<abigailclifton <at> me.com> writes:
> I am trying to fit a generalised linear model to some loan
> application and default data. The purpose of this is to eventually
> work out the probability an applicant will default.
> However, R seems to crash or die when I run "glm" on anything
> greater than a 5-way saturated model for my data.
What does "crash or die" mean? Are you getting error messages?
What are they? Is the R application actually quitting?
> My first question: is the best way to fit a generalised linear model
> in R to fit the saturated model and extract the significant terms
> only, or to start at the null model and to work up to the optimum
> one?
This is more of a statistical practice question than an R question.
Opinions differ but in general I would say if it is computationally
feasible that you should start (and maybe finish) with the
full model.
> I am importing a csv file with 3500 rows and 27 columns (3500x27 matrix).

-- What this exercise asks --
• a. Summarize the forum post about fitting a GLM in R in two sentences.
• b. Pick up the forum post about fitting a GLM in R where it stops and keep it going.
The lines after this post have no connection to the forum post about fitting a GLM in R.

-- Items --
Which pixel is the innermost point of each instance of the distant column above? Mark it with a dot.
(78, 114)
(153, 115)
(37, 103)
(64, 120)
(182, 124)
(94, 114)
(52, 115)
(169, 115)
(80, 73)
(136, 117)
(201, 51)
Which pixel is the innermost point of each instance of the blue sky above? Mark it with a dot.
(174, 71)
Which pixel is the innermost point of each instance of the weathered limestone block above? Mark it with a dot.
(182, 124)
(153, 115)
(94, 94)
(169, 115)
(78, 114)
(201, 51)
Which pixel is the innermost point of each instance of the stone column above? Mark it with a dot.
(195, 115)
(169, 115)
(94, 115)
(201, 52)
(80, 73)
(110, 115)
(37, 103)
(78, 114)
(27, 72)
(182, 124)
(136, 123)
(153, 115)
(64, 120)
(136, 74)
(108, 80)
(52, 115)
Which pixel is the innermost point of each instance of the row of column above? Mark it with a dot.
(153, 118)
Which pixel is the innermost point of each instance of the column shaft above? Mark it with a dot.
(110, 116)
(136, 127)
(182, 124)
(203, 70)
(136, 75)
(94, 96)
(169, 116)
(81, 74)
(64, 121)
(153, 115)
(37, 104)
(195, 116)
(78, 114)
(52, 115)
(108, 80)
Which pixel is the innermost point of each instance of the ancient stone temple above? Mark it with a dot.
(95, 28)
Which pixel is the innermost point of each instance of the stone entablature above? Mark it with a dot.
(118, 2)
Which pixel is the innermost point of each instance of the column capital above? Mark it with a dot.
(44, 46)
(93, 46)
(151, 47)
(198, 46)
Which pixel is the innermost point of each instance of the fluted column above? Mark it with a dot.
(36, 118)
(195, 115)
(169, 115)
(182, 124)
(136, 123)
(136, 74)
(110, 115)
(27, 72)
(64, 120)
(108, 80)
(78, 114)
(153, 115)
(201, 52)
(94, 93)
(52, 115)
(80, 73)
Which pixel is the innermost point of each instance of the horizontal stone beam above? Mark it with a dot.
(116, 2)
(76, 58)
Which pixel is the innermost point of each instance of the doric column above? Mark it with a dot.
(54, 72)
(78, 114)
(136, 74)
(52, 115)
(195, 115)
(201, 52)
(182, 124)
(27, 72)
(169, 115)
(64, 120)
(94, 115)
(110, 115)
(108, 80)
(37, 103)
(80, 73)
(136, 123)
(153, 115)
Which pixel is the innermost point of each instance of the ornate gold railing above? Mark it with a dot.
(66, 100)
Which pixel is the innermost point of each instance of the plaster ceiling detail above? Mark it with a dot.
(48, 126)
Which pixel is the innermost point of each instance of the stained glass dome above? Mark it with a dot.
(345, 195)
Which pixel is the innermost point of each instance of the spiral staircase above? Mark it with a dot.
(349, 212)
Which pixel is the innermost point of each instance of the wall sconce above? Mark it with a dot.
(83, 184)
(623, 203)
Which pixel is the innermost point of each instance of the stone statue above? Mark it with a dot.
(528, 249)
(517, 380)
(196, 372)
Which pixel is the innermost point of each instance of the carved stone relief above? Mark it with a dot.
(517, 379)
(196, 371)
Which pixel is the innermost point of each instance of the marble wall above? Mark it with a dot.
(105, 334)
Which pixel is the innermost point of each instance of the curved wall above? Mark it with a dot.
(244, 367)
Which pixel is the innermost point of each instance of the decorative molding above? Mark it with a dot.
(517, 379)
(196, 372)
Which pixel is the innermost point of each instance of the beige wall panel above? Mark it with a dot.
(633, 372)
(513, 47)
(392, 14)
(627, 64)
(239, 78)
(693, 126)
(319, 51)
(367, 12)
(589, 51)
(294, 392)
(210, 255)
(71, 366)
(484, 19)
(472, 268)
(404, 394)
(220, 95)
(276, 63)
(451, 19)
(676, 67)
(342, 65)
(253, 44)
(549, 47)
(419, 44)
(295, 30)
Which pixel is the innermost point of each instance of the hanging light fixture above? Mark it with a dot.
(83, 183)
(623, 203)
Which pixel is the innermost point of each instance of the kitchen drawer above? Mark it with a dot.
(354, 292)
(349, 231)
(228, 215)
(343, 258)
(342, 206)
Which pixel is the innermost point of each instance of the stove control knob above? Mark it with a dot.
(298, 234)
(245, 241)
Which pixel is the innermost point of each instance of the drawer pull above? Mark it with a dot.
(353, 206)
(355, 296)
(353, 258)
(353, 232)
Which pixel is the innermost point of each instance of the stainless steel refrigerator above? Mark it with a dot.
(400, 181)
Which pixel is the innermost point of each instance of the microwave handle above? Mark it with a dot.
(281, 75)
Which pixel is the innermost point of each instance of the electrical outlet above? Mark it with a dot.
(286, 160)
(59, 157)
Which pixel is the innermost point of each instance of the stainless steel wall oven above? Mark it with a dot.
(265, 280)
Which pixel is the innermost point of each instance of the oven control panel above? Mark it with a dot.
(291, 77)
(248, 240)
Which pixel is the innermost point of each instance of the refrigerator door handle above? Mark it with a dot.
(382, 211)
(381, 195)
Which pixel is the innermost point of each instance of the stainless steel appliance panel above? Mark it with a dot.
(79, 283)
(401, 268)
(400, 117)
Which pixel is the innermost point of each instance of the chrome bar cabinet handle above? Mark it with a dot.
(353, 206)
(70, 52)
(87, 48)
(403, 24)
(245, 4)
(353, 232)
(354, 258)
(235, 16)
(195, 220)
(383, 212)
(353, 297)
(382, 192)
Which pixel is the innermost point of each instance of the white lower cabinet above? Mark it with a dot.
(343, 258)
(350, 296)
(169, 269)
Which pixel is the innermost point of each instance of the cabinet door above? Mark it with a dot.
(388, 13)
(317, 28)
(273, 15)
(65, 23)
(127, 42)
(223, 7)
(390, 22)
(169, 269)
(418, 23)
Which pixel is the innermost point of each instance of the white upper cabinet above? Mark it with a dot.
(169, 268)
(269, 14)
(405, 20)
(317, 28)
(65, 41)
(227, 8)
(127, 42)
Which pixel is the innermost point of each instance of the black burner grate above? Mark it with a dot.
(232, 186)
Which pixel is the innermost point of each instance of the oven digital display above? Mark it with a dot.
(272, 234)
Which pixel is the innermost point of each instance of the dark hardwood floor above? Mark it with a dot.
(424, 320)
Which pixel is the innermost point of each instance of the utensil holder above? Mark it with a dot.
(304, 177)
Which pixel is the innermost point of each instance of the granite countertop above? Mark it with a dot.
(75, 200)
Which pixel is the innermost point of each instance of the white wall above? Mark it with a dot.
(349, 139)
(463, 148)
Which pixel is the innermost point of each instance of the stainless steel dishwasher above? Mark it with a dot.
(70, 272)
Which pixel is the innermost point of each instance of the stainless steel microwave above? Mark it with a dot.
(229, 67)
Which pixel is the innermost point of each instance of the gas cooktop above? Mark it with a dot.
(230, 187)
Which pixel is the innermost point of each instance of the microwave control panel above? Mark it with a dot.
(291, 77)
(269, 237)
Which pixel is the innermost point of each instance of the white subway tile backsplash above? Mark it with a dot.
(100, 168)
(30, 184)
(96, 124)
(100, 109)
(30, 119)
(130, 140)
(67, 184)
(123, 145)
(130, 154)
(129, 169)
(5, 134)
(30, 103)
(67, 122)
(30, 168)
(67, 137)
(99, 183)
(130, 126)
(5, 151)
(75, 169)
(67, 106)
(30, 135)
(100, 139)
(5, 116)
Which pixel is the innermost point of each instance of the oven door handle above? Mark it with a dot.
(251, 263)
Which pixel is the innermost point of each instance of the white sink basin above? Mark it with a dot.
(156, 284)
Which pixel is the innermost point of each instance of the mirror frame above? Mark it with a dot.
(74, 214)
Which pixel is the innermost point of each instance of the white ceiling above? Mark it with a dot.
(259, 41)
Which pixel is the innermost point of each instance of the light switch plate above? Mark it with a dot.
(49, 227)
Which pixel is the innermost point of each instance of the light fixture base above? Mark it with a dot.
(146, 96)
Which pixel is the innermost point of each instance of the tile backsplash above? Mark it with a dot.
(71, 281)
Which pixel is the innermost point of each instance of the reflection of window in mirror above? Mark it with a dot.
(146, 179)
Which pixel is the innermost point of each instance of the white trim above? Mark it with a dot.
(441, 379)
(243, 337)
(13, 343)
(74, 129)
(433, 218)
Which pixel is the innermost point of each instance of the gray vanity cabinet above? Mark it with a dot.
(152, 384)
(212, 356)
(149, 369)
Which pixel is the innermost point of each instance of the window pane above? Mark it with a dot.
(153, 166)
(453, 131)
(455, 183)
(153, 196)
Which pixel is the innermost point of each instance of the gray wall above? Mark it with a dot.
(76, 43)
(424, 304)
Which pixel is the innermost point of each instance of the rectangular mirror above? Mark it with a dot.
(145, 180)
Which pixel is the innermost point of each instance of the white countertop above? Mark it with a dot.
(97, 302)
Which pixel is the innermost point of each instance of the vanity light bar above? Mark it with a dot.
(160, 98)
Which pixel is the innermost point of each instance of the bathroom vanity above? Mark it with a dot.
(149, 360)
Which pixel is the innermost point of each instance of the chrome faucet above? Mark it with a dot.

-- Response list --
• a. Someone fitting a generalized linear model to loan application and default data to estimate the probability of default reports that R crashes or dies with anything greater than a 5-way saturated model. They ask whether to start from the saturated model or the null model, and the reply asks what "crash or die" means and advises starting with the full model if that is computationally feasible.

• b.
> My second question: is there anyway to increase the memory
> I have so R can cope with more analysis?
help("Memory-limits")>
> I can send my code if it would help to answer the question.
Please read the posting guide (link at the bottom of every R-help
posting) and follow its advice. We don't know enough about your
situation to help. You could also try reading
http://tinyurl.com/reproducible-000 ...
This works for me:
z <- matrix(rnorm(3500*27),ncol=27)
y <- sample(0:1,replace=TRUE,size=3500)
colnames(z) <- c(letters,"A")
d <- data.frame(y=y,z)
gg <- glm(y~.,data=d,family="binomial")
gg <- glm(y~a*b*c*d*e*f*g*h,data=d,family="binomial")